Work required =
Find the line containing "Place one keypoint per instance of the green road". Retype it and every line after it through the end of the entries, exactly as written, with nothing added.

*** The records ***

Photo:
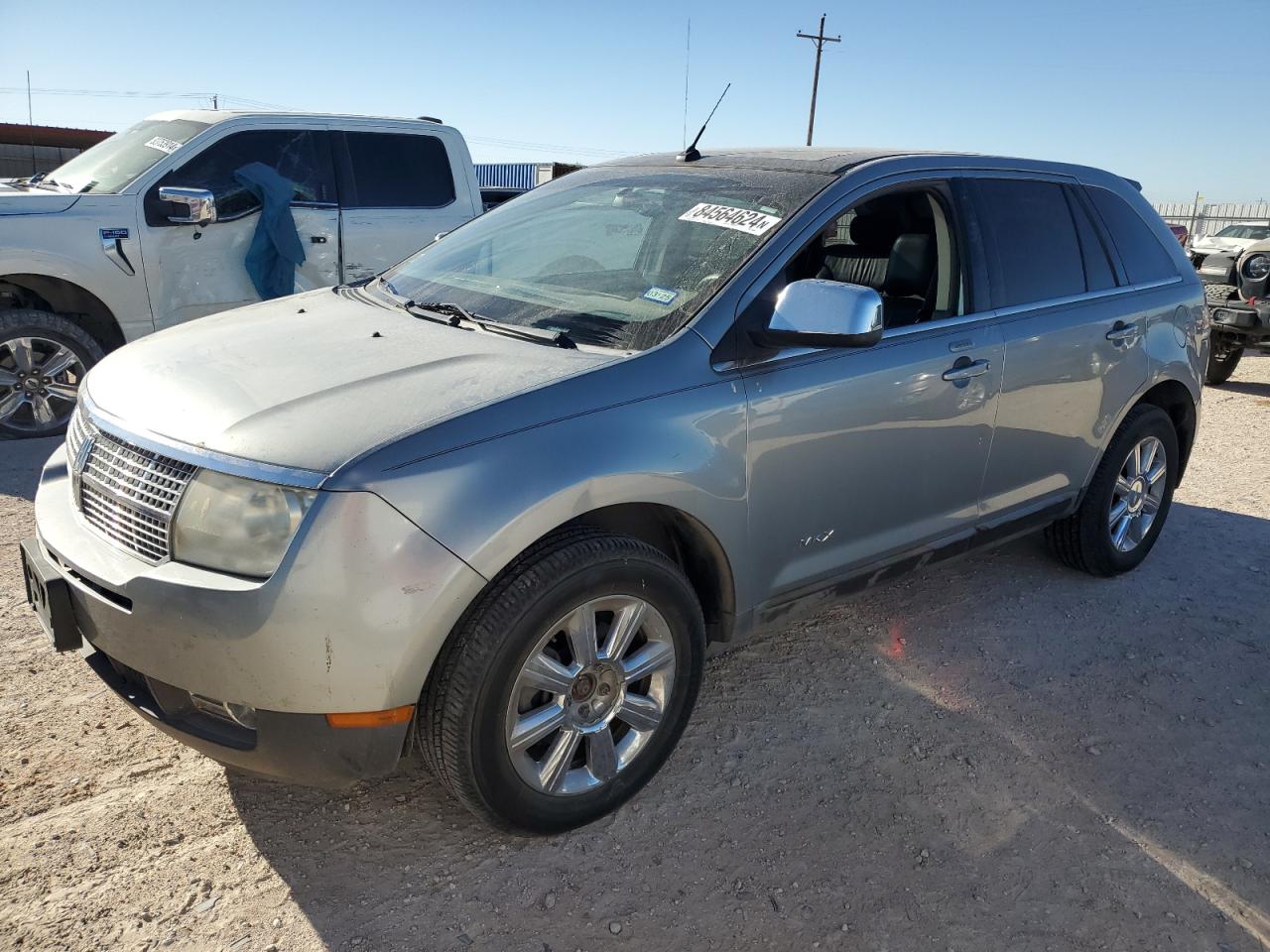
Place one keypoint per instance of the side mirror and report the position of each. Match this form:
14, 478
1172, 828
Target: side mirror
817, 312
200, 203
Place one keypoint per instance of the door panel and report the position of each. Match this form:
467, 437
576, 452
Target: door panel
857, 454
1065, 389
191, 277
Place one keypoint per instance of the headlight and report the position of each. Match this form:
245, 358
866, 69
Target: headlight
1256, 267
236, 526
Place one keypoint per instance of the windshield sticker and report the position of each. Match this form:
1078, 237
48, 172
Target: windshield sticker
724, 216
661, 296
164, 145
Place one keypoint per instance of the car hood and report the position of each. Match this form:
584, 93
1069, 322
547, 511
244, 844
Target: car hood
316, 380
37, 200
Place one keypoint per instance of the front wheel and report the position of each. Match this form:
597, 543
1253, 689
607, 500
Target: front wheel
1127, 502
568, 683
1223, 357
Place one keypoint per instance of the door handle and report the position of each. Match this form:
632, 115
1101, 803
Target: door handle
1123, 331
966, 371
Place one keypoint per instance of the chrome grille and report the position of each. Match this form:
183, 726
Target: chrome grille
125, 492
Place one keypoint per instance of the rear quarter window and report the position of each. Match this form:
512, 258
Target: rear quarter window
390, 171
1143, 257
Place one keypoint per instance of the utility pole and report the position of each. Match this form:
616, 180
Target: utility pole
821, 40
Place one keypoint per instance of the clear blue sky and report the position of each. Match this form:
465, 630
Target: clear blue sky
1135, 86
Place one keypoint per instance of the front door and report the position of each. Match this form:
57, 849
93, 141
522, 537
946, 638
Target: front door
197, 271
862, 456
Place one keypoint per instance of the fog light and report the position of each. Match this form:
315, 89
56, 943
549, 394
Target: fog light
241, 715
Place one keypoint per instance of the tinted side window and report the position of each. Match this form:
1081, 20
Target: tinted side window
1144, 258
1037, 250
1098, 275
398, 172
299, 155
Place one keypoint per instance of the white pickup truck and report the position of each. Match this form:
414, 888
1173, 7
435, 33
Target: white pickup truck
151, 227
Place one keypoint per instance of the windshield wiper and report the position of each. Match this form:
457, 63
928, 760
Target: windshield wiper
460, 315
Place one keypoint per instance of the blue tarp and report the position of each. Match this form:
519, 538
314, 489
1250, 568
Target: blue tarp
276, 250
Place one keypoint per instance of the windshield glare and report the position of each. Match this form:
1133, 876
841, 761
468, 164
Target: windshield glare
109, 167
615, 258
1257, 232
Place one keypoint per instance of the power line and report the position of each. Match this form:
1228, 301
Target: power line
821, 40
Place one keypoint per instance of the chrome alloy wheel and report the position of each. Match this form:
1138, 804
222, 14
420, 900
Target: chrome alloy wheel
1138, 493
590, 694
39, 384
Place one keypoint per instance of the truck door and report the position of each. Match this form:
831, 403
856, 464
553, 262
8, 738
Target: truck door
198, 271
397, 193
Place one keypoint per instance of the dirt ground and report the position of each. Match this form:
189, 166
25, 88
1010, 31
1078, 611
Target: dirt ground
997, 756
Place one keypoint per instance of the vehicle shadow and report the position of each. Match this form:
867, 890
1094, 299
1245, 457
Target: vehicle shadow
1001, 754
21, 462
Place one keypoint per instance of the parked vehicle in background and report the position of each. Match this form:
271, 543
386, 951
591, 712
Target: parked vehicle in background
150, 229
1214, 255
653, 405
1239, 312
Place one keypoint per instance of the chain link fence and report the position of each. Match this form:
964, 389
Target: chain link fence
1209, 217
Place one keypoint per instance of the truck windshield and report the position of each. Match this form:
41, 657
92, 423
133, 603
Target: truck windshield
611, 257
111, 166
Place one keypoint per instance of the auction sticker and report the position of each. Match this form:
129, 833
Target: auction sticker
662, 296
164, 145
724, 216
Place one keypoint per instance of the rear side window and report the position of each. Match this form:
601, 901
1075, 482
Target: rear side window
397, 172
1144, 258
1098, 275
1038, 254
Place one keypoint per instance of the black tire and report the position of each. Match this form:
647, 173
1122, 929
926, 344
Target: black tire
53, 327
1223, 357
1082, 539
463, 707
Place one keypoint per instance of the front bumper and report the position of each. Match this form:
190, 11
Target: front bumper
350, 621
1251, 322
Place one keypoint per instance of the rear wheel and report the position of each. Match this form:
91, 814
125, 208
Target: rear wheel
44, 358
1127, 502
567, 685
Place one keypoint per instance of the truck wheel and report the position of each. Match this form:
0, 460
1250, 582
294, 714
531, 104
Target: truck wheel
1223, 357
1219, 294
44, 357
567, 684
1127, 502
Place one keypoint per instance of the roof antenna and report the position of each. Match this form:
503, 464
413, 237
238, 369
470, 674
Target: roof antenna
691, 154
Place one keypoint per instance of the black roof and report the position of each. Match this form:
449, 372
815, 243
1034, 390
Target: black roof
826, 162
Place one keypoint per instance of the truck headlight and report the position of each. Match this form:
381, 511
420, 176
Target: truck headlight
1256, 267
236, 526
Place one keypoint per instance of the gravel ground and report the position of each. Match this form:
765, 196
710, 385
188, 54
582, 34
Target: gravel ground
996, 756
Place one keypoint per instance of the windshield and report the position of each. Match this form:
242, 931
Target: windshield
610, 257
109, 167
1257, 232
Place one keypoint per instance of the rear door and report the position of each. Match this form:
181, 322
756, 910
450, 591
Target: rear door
398, 190
1074, 333
197, 271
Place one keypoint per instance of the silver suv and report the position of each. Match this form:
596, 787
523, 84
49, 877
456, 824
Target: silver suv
498, 500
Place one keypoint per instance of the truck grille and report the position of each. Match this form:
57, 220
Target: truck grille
126, 493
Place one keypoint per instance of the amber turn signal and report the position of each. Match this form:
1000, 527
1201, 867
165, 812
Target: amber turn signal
372, 719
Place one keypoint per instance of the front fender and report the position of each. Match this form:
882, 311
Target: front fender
489, 502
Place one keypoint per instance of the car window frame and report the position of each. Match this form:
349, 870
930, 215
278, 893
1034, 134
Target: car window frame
734, 350
345, 182
157, 216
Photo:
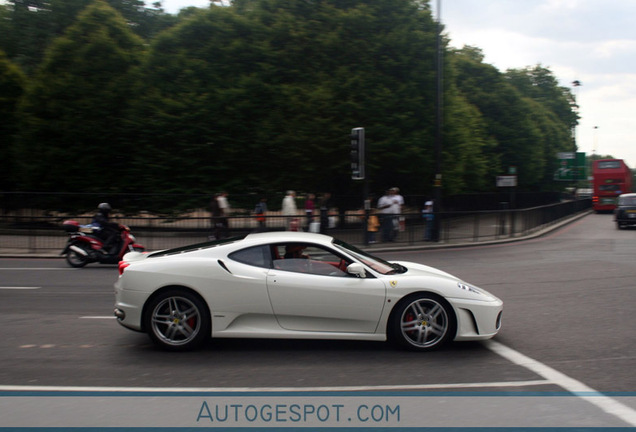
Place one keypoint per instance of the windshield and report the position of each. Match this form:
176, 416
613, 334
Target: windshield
378, 264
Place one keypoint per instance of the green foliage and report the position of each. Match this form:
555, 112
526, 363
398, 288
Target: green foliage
260, 96
12, 83
73, 110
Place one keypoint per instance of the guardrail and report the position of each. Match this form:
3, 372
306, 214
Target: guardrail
43, 234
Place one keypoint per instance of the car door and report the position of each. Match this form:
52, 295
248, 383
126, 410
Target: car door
315, 294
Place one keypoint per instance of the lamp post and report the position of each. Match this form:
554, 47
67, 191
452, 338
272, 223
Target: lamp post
437, 182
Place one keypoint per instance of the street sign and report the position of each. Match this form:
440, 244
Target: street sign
571, 167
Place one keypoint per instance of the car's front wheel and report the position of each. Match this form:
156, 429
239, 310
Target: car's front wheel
177, 320
423, 322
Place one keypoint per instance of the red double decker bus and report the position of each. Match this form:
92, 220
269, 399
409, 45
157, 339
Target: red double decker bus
612, 177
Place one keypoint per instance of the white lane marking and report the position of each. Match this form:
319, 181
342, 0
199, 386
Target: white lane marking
273, 389
20, 288
606, 403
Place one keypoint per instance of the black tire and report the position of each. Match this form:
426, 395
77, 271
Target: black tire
76, 259
177, 320
422, 322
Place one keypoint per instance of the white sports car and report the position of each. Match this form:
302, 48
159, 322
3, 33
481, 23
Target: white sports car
296, 285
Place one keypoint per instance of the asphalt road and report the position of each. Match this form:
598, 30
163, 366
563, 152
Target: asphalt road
568, 326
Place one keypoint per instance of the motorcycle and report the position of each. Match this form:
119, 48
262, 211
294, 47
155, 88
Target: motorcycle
84, 245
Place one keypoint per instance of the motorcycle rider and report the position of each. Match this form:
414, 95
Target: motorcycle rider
109, 231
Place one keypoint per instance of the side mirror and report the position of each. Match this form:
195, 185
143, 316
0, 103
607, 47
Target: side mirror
357, 270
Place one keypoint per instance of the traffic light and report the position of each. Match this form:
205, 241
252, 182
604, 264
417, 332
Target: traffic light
357, 153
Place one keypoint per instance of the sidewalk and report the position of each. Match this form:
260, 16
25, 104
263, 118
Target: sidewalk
10, 248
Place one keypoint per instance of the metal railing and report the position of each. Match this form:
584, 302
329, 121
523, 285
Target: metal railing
33, 233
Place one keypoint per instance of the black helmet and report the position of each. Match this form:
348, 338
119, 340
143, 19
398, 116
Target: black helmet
104, 207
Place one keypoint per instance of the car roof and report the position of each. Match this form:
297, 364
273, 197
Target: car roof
252, 239
287, 236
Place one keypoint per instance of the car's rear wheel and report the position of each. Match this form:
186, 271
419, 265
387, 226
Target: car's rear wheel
423, 322
177, 320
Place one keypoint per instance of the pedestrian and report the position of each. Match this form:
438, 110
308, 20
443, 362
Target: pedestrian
290, 211
260, 210
225, 214
428, 215
325, 205
401, 221
389, 208
310, 208
219, 209
373, 225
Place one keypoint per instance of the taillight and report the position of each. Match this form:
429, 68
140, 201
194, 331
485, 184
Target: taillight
122, 266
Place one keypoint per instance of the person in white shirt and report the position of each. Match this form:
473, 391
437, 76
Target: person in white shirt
389, 207
289, 209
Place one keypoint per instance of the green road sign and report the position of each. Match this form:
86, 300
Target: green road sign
571, 167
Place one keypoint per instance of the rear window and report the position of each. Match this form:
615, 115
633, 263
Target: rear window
197, 246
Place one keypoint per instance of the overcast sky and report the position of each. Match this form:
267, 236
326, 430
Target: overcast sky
591, 41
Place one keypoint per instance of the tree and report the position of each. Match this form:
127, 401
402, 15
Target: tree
74, 110
284, 82
12, 83
28, 27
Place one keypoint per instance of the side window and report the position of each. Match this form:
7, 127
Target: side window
258, 256
309, 259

***

Response to the exercise =
Place one keypoint per instance of the green road sign and report the position of each. Match this form:
86, 300
Target: green road sign
571, 167
Place one keypoint per instance of the rear window and report the position of each. Match this form:
615, 115
633, 263
Target: rear window
197, 246
Place one keypoint per instance of the overcast sky and report the position of each. Match this form:
267, 236
326, 430
Target: overcast sky
591, 41
Place one keypoint per instance of the tree and report the position of each. Match this form:
127, 401
402, 15
Target: tree
74, 110
284, 82
12, 83
28, 27
Place one keypoint per instance of the side window and report the position of each. Match this form:
7, 127
Target: side window
258, 256
309, 259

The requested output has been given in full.